# Text segment
Before we can add our node to the graph, we're going to need to make a new class implementing INodeType.
The purpose of this class is to store a node's Type and DisplayInfo, and then instantiate them from that type when needed. This is also used to populate menus, like the one we are going to use to create our node. Similar to how we implemented INode, we'll implement INodeType into this new class.
public class CalculatorNodeType : INodeType
{
public Menu.PathElement[] Path { get; }
public bool TryGetInput( Type valueType, out string name )
{
throw new NotImplementedException();
}
public bool TryGetOutput( Type valueType, out string name )
{
throw new NotImplementedException();
}
public INode CreateNode( IGraph graph )
{
throw new NotImplementedException();
}
}
We can use the EditorTypeLibrary to get TypeDescriptions of nodes, which we can then pass into our NodeType class and then use that to populate our menus. We'll add a constructor to our NodeType class along with some properties for this.
// The type and the display info related to this node type.
public TypeDescription Type { get; }
public DisplayInfo DisplayInfo { get; protected set; }
public virtual string Identifier => Type.FullName;
public CalculatorNodeType( TypeDescription type )
{
Type = type;
if ( Type is not null )
DisplayInfo = DisplayInfo.ForType( Type.TargetType );
else
DisplayInfo = new DisplayInfo();
}
Now we have access to the node's DisplayInfo, we can use that to populate the menu path.
public Menu.PathElement[] Path => Menu.GetSplitPath( DisplayInfo );
Lastly for our NodeType class, we need to update the CreateNode method so it is capable of creating instances of our nodes.
// Create a new node.
public INode CreateNode( IGraph graph )
{
return Type.Create<CalculatorNode>();
}
Now that we have our node and the information to create it, we just need to add them to the context menu of our GraphView so we can create them.

Dataset rows

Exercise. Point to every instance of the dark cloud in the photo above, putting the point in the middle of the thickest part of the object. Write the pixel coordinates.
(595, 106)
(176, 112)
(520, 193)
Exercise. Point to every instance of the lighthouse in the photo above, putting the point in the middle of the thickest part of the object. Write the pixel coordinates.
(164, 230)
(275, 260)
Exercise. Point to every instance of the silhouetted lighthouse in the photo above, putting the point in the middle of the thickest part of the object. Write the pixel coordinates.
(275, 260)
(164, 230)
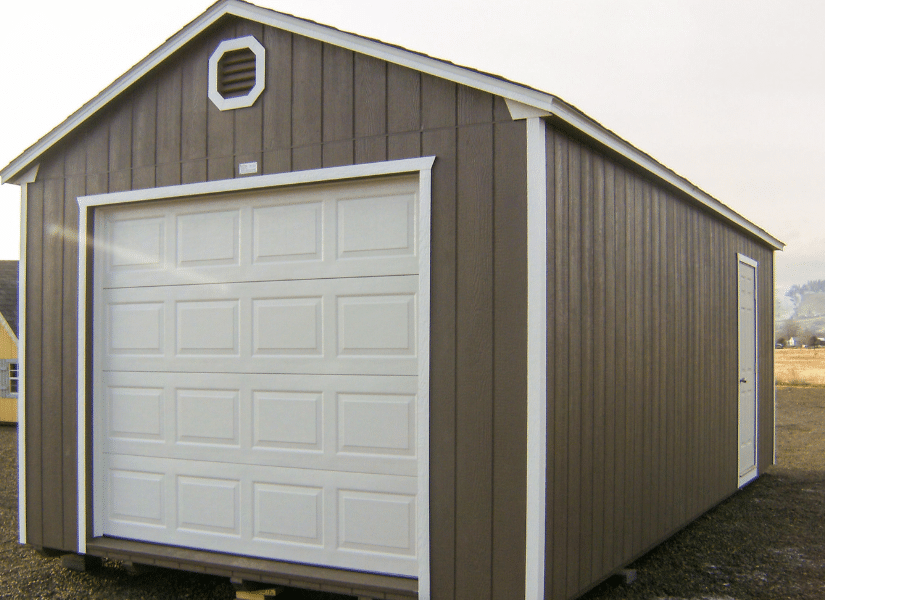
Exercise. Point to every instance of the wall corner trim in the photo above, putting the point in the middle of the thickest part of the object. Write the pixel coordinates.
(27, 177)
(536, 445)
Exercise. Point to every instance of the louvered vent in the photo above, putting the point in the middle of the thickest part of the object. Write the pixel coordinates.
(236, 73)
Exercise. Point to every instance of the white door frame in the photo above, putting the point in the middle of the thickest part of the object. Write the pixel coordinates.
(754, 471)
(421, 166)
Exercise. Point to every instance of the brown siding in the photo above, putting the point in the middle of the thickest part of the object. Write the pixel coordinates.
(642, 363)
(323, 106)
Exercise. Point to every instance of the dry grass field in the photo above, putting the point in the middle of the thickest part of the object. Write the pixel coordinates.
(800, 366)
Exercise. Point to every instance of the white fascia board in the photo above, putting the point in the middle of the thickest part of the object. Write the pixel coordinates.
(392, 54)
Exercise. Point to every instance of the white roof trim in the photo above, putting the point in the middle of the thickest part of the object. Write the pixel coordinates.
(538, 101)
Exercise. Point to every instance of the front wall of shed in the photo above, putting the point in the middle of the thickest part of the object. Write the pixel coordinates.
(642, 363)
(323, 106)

# What you should do
Please write out the part of the node type tutorial above that runs between "Before we can" and "TryGetInput( Type valueType, out string name )", inclusive.

# Answer to this task
Before we can add our node to the graph, we're going to need to make a new class implementing INodeType.
The purpose of this class is to store a node's Type and DisplayInfo, and then instantiate them from that type when needed. This is also used to populate menus, like the one we are going to use to create our node. Similar to how we implemented INode, we'll implement INodeType into this new class.
public class CalculatorNodeType : INodeType
{
public Menu.PathElement[] Path { get; }
public bool TryGetInput( Type valueType, out string name )